## [Exercise task]
Gather every line below that contains the string "grass", copying each one in full.

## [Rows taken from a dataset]
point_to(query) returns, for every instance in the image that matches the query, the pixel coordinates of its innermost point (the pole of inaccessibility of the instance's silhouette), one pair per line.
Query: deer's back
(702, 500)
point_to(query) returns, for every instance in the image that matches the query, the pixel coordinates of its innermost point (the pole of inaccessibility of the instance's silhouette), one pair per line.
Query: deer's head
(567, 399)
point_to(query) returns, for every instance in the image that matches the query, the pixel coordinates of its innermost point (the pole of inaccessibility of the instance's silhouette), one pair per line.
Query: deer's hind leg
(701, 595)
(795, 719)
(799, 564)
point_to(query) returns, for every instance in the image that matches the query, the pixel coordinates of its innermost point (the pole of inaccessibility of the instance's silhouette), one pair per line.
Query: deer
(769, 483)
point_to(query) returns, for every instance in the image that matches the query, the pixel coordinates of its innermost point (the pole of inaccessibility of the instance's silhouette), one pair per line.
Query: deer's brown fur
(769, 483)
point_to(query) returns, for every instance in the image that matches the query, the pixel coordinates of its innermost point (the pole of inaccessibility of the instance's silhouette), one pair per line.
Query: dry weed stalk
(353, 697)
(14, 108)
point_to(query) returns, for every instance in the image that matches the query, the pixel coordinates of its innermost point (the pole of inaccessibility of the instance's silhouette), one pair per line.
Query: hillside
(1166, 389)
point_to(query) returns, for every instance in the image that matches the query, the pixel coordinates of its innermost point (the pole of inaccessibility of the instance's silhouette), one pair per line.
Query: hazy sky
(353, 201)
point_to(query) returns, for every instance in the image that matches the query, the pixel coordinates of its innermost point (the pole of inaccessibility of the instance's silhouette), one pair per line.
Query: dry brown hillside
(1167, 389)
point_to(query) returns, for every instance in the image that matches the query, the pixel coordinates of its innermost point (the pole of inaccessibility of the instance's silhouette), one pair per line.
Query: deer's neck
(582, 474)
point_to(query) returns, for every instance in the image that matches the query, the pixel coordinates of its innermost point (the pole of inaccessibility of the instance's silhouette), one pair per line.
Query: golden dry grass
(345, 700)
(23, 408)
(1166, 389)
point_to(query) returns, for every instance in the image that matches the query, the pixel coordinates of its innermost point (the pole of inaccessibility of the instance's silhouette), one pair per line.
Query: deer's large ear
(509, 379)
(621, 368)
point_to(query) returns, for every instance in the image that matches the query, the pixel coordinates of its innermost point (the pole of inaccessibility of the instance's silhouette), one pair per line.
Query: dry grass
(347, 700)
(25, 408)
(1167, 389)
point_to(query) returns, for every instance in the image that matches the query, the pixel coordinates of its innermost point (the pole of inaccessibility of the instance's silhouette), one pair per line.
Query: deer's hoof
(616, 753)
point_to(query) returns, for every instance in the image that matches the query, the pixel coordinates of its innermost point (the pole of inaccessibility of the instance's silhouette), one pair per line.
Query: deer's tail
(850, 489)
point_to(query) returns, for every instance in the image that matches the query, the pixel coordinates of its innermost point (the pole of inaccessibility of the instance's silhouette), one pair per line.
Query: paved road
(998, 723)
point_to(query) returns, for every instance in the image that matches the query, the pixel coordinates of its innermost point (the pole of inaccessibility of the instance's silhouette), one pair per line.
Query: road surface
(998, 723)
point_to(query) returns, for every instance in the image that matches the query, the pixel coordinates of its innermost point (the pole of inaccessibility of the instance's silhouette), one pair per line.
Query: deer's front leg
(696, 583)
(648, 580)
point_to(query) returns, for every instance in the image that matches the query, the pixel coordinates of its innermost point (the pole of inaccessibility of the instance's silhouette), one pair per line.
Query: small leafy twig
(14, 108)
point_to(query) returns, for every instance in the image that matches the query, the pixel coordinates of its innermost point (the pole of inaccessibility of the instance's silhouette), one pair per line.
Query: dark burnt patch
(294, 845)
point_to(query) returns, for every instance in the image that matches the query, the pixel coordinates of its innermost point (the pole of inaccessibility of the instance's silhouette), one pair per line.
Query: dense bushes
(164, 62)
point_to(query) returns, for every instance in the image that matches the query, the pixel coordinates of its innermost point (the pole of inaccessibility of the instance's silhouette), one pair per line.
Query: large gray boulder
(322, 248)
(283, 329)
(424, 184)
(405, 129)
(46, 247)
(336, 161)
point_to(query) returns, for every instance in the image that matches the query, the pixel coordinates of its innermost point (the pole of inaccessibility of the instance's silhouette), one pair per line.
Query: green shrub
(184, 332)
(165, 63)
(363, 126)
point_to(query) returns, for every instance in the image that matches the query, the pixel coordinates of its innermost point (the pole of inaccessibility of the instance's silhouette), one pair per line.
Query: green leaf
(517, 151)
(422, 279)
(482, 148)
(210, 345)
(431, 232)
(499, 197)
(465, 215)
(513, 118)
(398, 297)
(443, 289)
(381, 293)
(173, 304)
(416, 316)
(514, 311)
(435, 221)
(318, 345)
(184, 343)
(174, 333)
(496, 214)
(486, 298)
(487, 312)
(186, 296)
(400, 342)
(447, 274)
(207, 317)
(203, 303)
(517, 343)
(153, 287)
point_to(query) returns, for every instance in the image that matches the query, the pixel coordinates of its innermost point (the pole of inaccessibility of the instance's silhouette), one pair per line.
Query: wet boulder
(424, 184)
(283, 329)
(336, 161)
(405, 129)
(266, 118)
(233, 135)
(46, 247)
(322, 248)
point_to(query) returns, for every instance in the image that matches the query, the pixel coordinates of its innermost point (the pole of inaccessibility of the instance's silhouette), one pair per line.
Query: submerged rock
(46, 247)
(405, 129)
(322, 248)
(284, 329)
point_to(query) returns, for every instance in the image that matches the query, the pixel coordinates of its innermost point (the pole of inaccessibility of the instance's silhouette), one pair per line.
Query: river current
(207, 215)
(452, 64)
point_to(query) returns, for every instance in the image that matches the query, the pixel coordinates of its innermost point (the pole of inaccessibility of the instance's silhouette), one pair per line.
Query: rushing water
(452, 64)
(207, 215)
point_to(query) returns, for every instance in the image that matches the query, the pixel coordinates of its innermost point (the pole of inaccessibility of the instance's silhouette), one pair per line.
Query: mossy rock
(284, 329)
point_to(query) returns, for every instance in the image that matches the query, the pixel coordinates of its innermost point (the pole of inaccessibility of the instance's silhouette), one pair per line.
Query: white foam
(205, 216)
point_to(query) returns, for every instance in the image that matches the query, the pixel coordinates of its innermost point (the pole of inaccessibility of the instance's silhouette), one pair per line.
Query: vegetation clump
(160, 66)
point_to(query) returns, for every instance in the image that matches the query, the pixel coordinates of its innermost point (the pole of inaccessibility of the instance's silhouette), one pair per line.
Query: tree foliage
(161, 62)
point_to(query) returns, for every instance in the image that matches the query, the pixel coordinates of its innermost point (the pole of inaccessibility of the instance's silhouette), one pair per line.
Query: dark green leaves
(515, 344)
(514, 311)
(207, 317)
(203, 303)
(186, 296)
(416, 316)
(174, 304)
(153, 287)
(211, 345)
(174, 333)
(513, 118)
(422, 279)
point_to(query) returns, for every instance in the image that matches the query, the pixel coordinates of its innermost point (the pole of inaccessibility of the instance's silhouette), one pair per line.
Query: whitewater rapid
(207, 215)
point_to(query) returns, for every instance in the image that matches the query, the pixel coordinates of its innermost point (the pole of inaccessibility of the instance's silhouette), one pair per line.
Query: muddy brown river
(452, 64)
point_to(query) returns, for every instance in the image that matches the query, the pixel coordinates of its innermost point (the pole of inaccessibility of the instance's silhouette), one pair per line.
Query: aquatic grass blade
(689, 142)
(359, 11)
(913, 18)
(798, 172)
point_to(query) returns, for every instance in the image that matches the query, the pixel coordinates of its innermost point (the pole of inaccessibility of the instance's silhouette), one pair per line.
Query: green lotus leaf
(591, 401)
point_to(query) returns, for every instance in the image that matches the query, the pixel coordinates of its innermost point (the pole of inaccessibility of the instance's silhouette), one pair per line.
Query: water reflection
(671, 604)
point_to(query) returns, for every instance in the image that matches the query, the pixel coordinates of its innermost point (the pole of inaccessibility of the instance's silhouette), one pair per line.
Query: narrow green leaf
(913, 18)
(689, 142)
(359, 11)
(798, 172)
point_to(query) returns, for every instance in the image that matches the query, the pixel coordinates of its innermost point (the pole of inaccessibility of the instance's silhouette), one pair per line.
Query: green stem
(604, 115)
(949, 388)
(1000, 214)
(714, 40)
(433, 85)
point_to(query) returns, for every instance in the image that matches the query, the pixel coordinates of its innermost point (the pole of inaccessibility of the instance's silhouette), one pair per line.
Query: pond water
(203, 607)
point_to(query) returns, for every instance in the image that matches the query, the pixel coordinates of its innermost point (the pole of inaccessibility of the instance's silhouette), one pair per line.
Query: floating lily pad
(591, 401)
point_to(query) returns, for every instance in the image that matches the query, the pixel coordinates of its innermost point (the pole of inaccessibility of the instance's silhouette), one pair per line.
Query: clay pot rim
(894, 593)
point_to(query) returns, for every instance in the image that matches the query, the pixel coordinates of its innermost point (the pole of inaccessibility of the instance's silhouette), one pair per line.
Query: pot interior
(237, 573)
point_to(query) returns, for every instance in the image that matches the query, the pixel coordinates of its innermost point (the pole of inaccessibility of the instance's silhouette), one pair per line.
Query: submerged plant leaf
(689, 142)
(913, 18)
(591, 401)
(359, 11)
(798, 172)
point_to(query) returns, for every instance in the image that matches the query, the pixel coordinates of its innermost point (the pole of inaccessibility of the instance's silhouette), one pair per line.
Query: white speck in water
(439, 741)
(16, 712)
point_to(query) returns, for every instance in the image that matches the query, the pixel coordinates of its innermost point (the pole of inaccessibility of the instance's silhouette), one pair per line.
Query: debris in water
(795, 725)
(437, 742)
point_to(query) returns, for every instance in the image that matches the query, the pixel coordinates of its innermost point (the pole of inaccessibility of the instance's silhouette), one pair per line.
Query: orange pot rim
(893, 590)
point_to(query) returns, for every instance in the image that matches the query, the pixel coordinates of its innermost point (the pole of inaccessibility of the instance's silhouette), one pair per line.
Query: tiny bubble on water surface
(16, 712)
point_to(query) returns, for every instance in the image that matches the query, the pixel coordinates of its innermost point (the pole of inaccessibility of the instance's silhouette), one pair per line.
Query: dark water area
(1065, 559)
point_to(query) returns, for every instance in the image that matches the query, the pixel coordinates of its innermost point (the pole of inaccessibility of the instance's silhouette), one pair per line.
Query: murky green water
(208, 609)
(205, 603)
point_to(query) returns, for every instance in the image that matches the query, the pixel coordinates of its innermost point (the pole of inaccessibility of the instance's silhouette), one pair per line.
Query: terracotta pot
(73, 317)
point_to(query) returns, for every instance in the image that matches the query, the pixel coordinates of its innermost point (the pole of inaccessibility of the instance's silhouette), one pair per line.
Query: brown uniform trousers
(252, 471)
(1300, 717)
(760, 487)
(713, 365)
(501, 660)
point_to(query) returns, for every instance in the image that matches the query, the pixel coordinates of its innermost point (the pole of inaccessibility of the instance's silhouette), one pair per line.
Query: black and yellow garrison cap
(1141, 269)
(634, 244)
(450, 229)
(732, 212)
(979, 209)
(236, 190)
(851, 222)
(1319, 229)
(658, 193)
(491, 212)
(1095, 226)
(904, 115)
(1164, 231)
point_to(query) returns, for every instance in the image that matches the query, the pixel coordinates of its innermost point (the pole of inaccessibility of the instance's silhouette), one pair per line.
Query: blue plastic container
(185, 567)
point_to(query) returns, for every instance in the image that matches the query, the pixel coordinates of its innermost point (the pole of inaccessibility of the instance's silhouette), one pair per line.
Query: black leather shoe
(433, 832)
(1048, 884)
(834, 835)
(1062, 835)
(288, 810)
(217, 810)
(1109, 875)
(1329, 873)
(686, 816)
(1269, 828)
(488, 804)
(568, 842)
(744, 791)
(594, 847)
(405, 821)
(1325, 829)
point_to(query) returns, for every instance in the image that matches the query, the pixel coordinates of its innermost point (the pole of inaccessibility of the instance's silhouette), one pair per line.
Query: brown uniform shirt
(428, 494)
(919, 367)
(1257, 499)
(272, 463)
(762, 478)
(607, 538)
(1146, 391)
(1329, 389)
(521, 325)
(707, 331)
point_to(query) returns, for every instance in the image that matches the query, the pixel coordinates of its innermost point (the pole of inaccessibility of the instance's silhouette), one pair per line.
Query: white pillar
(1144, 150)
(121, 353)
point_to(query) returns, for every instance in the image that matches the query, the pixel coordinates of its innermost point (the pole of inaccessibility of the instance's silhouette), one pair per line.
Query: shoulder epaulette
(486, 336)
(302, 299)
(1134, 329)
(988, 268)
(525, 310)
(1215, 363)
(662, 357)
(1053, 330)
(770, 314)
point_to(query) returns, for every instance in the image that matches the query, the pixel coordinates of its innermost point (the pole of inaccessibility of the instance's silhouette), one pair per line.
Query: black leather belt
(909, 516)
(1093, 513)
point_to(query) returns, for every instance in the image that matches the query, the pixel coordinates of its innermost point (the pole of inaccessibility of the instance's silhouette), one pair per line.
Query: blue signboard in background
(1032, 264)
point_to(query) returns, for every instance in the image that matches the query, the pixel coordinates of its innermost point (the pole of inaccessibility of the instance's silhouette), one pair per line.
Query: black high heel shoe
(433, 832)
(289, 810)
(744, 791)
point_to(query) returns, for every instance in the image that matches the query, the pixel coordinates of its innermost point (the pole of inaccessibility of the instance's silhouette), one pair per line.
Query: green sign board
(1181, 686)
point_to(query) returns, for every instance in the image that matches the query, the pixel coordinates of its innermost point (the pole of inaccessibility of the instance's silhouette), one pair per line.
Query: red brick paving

## [Output of the task]
Query: golden dry grass
Query: dry grass
Query: aquatic grass blade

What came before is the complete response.